▸ ЗАДАНИЕ 1
Процитируйте дословно фрагмент текста о Дали и Лорке, который приведен ниже, от слов «Ане Марии было» до слов «о существовании Федерико!» включительно.

Однако суть не в том, что они шли разными путями. Сама испанская Традиция изначально двойственна. Ей равно необходимы оба полюса — формула и тайна, обе опоры — фольклор и ученое искусство. Их слияние дает Гонгору, Кеведо, Сан Хуана де ла Крус, Веласкеса, Гойю. Но если Лорка с равным правом наследовал им всем, Дали в те годы избрал “линию чистого разума” и отверг все, чему отдал пальму первенства Лорка в лекции о дуэнде, гении стихии. Дали инстинктивно, сразу и безоговорочно отверг явленный ему в лице Лорки “творческий хаос”. И заговорил доказательствами, четкими формулировками, отметая все, что не поддавалось логике и анализу, все, “что нельзя попробовать на зуб”. Натура фанатичная и рациональная, Дали и на этот раз попытался свести Тайну к загадке и разгадать. Но море ускользало, хотя “волны на холсте можно было сосчитать”. Стихия оставалась вольной, не подвластной ни формулам, ни отмычкам, и открывалась не ему — другому, тому, кто на рисунке, подаренном другу, написал: “Только тайной мы живы. Только тайной…”

 

Ане Марии было семнадцать, когда весной 1925 года к ним вместе с братом на пасхальные каникулы приехал Федерико Гарсиа Лорка — и пришелся по сердцу всей семье. С ним оказалось легко — легче, чем с братом, хотя Федерико был намного старше — на десять лет. Когда Лорка уехал, всей семье, а заодно друзьям и соседям вдруг показалось, что дом Дали опустел, а ведь еще неделю назад никто здесь и знать не знал о существовании Федерико!

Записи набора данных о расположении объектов
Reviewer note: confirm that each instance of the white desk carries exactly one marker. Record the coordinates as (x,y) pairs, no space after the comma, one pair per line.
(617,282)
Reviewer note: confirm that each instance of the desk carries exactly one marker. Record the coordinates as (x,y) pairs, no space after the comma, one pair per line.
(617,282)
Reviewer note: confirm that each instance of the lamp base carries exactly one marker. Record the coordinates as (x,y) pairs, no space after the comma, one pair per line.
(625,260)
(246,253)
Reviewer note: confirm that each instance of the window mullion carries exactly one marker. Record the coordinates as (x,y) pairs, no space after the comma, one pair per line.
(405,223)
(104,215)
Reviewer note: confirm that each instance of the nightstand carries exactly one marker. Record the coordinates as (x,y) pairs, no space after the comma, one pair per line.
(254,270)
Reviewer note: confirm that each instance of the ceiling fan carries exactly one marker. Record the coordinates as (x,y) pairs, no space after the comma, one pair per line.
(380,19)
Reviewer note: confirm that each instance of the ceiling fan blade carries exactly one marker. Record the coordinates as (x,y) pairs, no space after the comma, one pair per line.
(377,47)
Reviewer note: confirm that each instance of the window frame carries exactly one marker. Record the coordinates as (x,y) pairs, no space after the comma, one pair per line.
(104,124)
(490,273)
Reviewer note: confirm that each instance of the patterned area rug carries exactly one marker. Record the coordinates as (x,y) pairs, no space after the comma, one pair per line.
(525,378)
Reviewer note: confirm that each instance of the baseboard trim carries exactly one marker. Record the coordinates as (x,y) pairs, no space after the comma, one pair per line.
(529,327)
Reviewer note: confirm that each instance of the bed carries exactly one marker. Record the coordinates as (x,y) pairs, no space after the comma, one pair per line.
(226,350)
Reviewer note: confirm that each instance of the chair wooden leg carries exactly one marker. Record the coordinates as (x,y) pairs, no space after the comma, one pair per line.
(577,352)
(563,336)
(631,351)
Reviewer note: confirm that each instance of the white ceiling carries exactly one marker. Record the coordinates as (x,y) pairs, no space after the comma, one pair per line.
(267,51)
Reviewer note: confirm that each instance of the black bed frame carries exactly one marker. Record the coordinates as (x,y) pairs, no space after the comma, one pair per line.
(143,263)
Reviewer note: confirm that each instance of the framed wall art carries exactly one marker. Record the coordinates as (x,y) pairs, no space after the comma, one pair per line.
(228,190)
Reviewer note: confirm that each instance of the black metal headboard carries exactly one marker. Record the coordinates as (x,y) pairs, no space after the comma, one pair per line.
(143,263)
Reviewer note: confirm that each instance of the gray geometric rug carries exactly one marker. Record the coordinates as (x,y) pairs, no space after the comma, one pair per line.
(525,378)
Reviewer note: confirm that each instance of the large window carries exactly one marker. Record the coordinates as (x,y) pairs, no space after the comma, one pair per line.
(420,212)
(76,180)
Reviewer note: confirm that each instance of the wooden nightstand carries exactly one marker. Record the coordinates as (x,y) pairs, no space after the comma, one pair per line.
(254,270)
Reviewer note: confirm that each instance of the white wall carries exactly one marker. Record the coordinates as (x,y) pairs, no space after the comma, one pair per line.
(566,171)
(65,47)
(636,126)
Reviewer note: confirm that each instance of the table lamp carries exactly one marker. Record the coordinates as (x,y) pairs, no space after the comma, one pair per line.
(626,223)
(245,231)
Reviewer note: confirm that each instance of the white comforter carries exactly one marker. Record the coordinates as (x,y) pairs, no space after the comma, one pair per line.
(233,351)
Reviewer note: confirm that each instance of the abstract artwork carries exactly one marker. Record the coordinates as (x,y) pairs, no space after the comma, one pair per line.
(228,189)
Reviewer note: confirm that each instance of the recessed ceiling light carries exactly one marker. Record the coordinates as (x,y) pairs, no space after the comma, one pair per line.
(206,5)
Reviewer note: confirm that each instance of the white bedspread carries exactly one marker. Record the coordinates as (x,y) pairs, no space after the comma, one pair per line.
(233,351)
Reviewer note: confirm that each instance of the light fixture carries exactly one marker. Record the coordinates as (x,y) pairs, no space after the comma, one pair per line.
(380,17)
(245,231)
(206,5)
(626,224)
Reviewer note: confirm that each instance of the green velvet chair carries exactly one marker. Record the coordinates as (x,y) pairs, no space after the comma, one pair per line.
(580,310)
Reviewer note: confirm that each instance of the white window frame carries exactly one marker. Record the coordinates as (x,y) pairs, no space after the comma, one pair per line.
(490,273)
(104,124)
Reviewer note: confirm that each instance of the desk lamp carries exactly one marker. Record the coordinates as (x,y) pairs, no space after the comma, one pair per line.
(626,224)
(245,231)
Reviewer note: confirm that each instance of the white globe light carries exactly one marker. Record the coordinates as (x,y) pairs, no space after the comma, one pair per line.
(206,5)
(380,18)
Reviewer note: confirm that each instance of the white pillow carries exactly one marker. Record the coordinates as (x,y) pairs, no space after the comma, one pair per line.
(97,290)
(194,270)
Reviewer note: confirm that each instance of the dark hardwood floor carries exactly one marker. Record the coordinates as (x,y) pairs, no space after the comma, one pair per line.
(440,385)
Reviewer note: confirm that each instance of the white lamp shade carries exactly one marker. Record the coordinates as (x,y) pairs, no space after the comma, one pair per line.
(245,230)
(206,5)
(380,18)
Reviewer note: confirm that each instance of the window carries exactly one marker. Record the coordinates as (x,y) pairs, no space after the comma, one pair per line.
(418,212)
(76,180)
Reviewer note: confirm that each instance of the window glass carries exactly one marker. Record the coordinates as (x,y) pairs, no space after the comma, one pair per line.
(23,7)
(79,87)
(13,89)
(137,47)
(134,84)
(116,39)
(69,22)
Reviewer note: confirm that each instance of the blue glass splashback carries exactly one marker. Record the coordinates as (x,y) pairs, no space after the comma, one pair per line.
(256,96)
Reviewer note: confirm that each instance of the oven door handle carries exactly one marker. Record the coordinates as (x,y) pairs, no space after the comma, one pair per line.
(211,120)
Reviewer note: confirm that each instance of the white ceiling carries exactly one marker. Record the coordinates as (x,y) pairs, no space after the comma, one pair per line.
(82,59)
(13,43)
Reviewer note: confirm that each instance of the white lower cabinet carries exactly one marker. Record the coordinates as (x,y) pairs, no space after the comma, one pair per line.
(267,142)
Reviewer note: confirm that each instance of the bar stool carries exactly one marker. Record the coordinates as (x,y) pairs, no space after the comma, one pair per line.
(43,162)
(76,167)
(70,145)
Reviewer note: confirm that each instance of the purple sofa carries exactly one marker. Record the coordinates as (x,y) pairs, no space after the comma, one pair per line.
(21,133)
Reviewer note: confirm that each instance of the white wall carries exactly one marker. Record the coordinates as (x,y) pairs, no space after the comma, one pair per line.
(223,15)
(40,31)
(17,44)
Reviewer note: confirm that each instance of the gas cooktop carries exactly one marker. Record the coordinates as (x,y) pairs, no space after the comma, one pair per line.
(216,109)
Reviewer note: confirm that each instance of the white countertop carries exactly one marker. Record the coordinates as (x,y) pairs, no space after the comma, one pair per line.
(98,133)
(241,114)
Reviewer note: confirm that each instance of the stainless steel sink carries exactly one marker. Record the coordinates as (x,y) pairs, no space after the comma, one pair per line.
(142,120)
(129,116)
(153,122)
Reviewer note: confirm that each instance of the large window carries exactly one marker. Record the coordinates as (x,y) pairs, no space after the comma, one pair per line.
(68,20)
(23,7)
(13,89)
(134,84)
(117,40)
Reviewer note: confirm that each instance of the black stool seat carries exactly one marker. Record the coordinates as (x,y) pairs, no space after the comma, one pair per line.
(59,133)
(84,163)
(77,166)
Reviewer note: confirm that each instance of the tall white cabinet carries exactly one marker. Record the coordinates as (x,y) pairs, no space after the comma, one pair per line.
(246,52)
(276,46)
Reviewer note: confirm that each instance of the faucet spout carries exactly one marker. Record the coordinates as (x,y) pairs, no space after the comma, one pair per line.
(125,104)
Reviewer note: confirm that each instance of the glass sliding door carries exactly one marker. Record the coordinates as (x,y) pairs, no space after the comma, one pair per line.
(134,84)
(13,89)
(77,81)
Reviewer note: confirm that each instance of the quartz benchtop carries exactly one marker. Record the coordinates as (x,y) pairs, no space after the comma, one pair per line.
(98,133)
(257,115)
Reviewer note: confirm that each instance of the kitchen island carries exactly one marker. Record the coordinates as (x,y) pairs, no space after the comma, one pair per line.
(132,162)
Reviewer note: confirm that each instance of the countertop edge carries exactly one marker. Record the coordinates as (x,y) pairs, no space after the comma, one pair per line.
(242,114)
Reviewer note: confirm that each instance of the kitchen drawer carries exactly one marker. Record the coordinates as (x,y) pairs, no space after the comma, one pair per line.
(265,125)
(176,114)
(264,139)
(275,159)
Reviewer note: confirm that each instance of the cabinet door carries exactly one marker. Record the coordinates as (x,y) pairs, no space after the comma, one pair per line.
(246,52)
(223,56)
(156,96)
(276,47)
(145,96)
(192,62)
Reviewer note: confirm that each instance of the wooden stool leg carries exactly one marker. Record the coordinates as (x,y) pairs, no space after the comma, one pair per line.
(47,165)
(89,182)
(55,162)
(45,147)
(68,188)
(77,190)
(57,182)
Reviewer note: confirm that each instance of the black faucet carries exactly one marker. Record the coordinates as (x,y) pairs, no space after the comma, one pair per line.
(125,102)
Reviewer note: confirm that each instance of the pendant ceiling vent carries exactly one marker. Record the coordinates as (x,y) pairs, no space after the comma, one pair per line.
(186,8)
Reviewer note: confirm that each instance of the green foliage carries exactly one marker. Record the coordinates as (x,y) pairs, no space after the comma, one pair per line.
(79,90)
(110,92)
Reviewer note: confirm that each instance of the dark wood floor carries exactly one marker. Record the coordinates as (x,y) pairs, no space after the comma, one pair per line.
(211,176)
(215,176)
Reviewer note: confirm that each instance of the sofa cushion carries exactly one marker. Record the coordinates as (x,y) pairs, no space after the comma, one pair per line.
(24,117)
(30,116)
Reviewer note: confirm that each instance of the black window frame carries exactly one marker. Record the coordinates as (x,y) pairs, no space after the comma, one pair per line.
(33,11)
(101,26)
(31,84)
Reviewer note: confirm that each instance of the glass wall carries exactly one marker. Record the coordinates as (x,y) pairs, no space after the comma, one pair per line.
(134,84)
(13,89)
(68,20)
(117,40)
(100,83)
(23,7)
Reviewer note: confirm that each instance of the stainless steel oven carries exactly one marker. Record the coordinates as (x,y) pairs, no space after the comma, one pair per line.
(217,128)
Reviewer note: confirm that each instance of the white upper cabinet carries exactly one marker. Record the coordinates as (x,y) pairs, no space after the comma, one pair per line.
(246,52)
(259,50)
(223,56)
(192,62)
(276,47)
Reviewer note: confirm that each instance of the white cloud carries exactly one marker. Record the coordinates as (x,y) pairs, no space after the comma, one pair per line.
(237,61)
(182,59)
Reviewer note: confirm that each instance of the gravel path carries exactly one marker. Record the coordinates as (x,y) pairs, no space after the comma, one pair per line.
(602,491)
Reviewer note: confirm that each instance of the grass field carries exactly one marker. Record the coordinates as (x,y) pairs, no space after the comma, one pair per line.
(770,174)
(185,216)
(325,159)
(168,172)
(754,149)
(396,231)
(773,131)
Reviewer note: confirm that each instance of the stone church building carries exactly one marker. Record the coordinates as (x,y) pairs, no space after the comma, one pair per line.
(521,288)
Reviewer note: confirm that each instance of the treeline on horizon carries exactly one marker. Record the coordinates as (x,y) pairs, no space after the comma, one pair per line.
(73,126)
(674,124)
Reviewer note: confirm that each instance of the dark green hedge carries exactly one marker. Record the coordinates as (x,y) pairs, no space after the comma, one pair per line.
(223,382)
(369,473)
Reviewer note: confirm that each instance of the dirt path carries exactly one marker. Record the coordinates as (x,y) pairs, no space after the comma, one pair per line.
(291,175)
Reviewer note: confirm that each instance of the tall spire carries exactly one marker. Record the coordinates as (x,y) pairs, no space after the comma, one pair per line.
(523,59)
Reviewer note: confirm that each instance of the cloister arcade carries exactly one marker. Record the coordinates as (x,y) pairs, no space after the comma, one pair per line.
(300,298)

▸ ЗАДАНИЕ 2
Подсчитайте строки в списке выше, где встречается слово «drawer». В ответе укажите только число.

▸ ГОТОВЫЙ ОТВЕТ 1
Ане Марии было семнадцать, когда весной 1925 года к ним вместе с братом на пасхальные каникулы приехал Федерико Гарсиа Лорка — и пришелся по сердцу всей семье. С ним оказалось легко — легче, чем с братом, хотя Федерико был намного старше — на десять лет. Когда Лорка уехал, всей семье, а заодно друзьям и соседям вдруг показалось, что дом Дали опустел, а ведь еще неделю назад никто здесь и знать не знал о существовании Федерико!

▸ ГОТОВЫЙ ОТВЕТ 2
1